Data items
_____
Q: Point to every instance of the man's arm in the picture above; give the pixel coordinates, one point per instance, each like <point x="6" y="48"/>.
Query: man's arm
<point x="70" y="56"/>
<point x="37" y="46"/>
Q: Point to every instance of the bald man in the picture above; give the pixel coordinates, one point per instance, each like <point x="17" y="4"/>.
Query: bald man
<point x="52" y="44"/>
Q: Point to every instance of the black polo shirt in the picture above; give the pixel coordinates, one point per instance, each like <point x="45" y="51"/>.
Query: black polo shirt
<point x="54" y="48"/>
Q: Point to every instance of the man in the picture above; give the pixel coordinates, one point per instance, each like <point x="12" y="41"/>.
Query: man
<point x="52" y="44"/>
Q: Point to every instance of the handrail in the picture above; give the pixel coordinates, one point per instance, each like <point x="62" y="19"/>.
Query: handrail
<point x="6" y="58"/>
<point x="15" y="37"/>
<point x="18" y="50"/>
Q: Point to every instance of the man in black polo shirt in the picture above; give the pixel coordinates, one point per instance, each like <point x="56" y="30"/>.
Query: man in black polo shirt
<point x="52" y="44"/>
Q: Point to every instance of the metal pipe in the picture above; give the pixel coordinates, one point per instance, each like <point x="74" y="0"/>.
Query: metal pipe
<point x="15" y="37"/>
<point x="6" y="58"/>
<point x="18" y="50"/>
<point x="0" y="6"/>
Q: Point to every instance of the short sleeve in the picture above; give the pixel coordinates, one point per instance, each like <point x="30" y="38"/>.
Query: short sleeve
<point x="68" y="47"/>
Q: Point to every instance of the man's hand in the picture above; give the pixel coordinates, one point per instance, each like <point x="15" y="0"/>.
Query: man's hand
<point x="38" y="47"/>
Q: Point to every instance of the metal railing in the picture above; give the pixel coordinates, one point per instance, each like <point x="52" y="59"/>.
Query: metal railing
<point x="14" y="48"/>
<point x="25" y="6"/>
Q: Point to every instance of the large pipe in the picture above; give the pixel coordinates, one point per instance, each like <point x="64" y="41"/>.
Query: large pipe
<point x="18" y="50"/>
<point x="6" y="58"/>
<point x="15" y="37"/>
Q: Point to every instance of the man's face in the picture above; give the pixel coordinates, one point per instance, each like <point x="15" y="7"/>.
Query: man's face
_____
### TRY IT
Could you restate, word for word, the lines above from the one with "Q: Point to every instance of the man in the" to the one with "Q: Point to every instance of the man in black", both included?

### EXERCISE SOLUTION
Q: Point to every instance of the man in the picture above; give the pixel coordinates, one point per instance, each like <point x="12" y="41"/>.
Query: man
<point x="52" y="44"/>
Q: Point to every instance of the handrail in the picture above; give the pixel coordinates, one point per instance, each like <point x="62" y="19"/>.
Query: handrail
<point x="6" y="58"/>
<point x="15" y="37"/>
<point x="18" y="50"/>
Q: Point to every instance of the man in black polo shirt in the picture above; give the pixel coordinates, one point per instance, each like <point x="56" y="30"/>.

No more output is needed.